Mohamed Amara, président de l’Université de Pau et des Pays de l’Adour
Jacques Bahi, président de l’Université de Franche-Comté Besançon
Fabienne Blaise, présidente de l’Université Lille 3
Lise Dumasy, présidente de l’Université Stendhal-Grenoble 3
Rachid El Guerjouma, président de l’Université du Maine Le Mans – Laval
Anne Fraïsse, présidente de l’Université Montpellier 3
Philippe Houdy, président de l’Université d’Evry val d’Essonne
Yves Jean, président de l’Université de Poitiers
Yannick Lung, président de l’Université Montesquieu-Bordeaux IV
Jean-Michel Minovez, président de l’Université Toulouse 2 Le Mirail
Mohamed Ourak, président de l’Université de Valenciennes et du Hainaut Cambrésis
Jean Peeters, président de l’Université de Bretagne-Sud
Pascal Reghem, président de l’Université du Havre
Danielle Tartakowsky, présidente de l’Université Paris 8

Madame la Ministre [1],

Vous avez lancé en juillet dernier les Assises de l’enseignement supérieur et de la recherche. Malgré les limites de l’exercice, nous avons travaillé dans nos établissements pour permettre à nos communautés de s’exprimer, dans les régions pour participer aux assises territoriales et, avec la Conférences des présidents d’université, pour proposer des pistes nouvelles visant à renforcer la réussite de tou.te.s les étudiantes, à consolider la recherche et à améliorer la gouvernance de nos établissements et des coopérations interuniversitaires. Toutes ces pistes n’ont aucun sens si les moyens ne suivent pas pour mettre en œuvre les réorientations nécessaires.

La conclusion de ces assises coïncide avec la préparation des budgets 2013 au sein de nos établissements et nous souhaitons vous alerter sur la situation dramatique que de nombreuses universités rencontrent déjà et qui va se généraliser très rapidement si rien ne change car la dégradation est brutale.

### Extrait des données
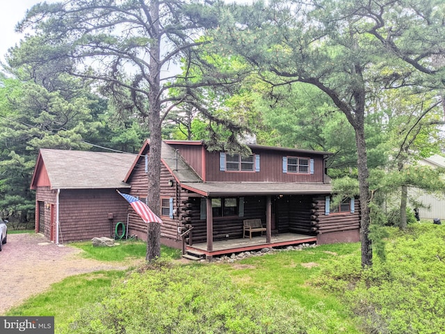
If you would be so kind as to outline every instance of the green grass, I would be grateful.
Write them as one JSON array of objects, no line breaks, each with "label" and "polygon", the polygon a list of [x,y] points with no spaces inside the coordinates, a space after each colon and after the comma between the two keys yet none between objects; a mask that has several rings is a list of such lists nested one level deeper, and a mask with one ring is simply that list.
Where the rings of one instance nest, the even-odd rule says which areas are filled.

### Problème posé
Répondez à ces questions à l'aide du document.
1. Qui préside l'Université de Poitiers ?
2. En quel mois les Assises de l'enseignement supérieur et de la recherche ont-elles été lancées ?
3. Quels budgets les établissements préparent-ils au moment où ces assises se concluent ?
Appuyez-vous uniquement sur le document, sans recourir aux données.

### Réponse rédigée
1. L'Université de Poitiers est présidée par Yves Jean.
2. Les Assises ont été lancées en juillet.
3. Les établissements préparent leurs budgets 2013.